§ Problem to solve
Select every line of the data below that contains the string "faucet", treating uppercase and lowercase letters as distinct, and reproduce each of those lines in full.

§ Excerpted data
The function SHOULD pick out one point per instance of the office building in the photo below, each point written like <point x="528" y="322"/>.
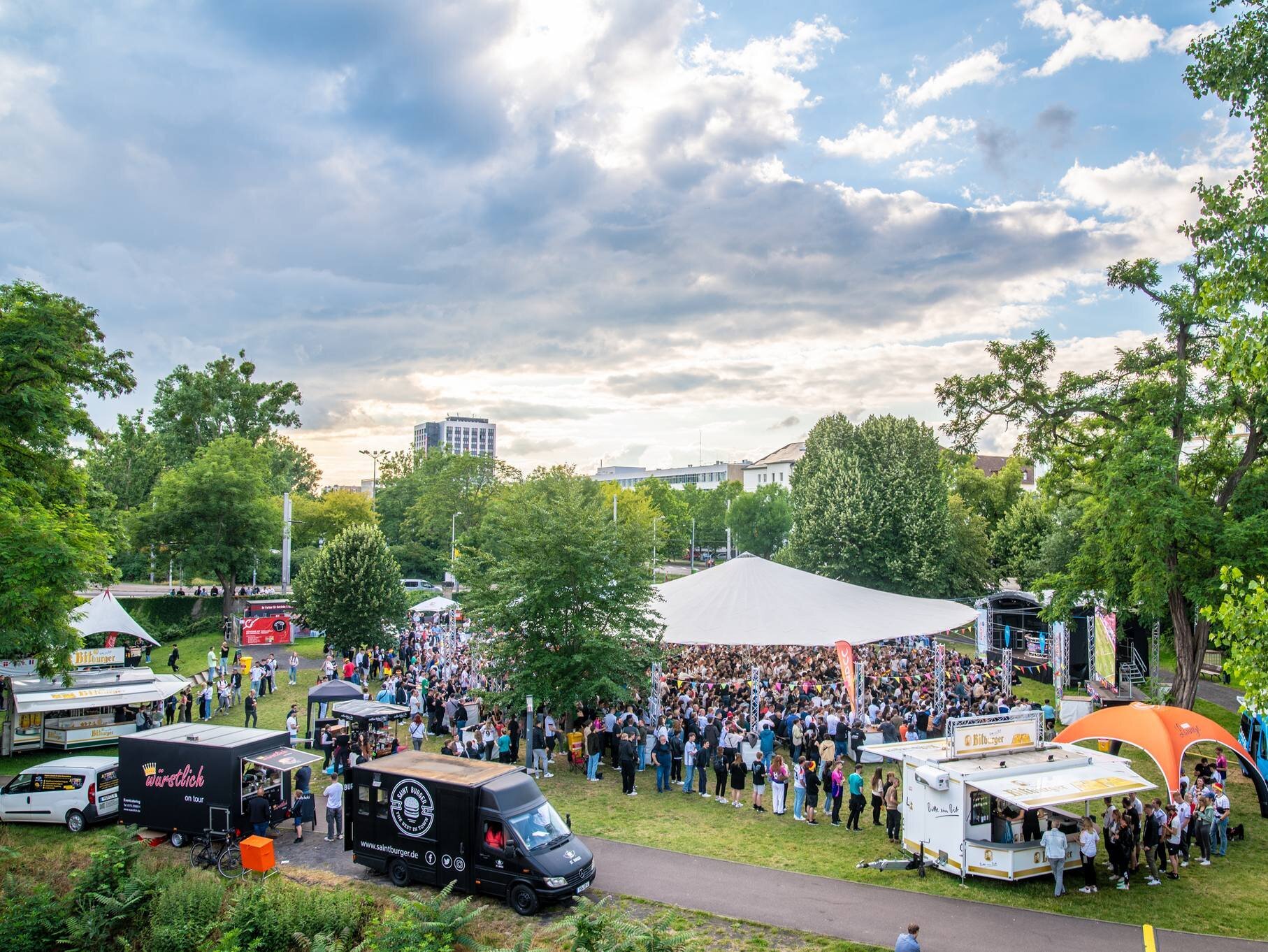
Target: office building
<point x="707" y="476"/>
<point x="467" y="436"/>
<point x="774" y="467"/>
==
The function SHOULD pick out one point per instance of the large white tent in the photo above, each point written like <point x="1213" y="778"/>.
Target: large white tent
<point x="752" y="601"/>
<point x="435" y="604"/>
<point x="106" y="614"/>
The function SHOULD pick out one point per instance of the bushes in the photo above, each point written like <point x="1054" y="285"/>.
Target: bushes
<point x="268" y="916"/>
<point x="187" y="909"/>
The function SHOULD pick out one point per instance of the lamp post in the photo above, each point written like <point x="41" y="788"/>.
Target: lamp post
---
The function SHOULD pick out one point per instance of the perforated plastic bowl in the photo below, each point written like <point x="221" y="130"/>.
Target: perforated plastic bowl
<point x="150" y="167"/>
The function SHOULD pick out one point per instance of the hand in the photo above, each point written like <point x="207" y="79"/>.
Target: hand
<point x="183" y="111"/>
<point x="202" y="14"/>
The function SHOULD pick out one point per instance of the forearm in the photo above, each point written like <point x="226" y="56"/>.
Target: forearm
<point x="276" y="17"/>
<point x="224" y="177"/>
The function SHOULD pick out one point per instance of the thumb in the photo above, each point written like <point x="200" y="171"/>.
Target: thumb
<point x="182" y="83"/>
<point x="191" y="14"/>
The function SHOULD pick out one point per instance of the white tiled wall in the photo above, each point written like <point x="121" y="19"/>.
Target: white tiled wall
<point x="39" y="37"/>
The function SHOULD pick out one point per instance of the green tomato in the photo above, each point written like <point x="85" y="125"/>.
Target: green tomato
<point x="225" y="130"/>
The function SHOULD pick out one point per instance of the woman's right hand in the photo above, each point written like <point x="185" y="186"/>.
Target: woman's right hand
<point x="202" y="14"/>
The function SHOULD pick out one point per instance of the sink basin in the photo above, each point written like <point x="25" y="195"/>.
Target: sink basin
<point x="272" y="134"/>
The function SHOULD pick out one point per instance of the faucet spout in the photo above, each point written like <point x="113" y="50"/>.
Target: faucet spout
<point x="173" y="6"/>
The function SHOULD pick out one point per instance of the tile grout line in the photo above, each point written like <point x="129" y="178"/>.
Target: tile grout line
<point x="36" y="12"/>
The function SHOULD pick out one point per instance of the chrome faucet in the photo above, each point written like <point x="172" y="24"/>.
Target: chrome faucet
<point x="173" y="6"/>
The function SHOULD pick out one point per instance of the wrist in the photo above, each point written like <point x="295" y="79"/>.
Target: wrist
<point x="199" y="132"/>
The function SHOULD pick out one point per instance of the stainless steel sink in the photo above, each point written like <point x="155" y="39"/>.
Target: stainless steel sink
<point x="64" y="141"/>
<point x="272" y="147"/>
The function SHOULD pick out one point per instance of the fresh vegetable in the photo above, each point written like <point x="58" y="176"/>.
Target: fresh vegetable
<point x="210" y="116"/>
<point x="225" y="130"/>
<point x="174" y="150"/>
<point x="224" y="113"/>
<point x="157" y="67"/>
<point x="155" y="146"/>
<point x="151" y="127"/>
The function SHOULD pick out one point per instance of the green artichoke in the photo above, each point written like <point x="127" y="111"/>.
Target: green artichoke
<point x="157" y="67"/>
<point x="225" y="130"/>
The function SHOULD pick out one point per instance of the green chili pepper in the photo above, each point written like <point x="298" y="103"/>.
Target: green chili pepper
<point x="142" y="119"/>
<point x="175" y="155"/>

§ Expected output
The function SHOULD pick out one point per instance of the faucet spout in the photo above, each point written like <point x="113" y="50"/>.
Target: faucet spout
The function SHOULD pick out one point per instance of the chrome faucet in the photo above, each point written like <point x="172" y="24"/>.
Target: chrome faucet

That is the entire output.